:: REQUIREMENT ::
Reply with exactly the lines from the one that contains "Could you point out every instance of the whale head" through the last line of the records below, and with no other lines.

:: SOURCE MATERIAL ::
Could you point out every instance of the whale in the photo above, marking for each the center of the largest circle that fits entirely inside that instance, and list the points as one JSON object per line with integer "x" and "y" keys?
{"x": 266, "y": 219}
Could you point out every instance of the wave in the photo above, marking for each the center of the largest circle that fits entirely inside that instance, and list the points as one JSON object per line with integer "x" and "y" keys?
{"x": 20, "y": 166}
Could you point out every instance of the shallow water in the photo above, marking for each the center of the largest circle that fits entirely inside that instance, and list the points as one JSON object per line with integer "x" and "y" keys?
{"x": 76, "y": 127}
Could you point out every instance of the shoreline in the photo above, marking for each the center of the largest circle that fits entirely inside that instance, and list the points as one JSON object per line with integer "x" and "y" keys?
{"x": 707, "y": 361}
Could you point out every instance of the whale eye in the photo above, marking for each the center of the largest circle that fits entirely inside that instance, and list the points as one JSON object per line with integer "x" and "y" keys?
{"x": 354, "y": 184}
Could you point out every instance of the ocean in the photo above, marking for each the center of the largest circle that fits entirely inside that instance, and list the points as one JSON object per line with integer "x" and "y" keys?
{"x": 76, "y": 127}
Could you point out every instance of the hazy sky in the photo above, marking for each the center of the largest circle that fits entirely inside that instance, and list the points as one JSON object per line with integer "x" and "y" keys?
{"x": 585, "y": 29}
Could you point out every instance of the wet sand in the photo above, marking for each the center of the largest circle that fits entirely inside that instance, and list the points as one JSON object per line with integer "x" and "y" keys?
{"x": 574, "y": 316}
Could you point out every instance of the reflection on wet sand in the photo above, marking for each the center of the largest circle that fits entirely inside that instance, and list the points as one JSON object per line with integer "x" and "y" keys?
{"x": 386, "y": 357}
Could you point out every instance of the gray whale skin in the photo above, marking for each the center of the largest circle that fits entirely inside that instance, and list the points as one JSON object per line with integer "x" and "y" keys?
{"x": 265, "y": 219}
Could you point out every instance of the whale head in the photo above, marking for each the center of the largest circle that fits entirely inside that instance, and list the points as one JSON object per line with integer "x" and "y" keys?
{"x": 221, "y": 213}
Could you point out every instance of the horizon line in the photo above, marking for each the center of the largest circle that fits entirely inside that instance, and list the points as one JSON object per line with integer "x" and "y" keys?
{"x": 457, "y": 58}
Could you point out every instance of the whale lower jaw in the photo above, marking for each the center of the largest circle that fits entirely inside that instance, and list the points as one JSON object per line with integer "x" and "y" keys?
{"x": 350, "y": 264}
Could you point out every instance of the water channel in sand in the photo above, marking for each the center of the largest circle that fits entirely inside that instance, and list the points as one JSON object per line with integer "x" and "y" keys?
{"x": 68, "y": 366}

:: TASK OUTPUT ::
Could you point out every instance of the whale head in the photo above, marking for each the center of the largest circle that fits entirely inside that instance, and list the points as one JSON object per line with integer "x" and "y" keys?
{"x": 221, "y": 213}
Could you point out every instance of the horizon line in the photo above, marking for each the center of the largest circle that fits entirely inside that instance, and list the points as one JSON object per line with integer "x" and "y" keys?
{"x": 457, "y": 58}
Could you point out every instance of the whale lower jaw in the photo above, marking for each the center of the largest circle that fits entirely inside that instance, and list the points as one JSON object per line with integer "x" and "y" keys?
{"x": 350, "y": 264}
Could you point out every instance of the water channel in sand in the photo above, marking for each the center of the largest circle that fits entirely inside that instance, and list the points as one JSON object per line with integer "x" and "y" keys?
{"x": 68, "y": 366}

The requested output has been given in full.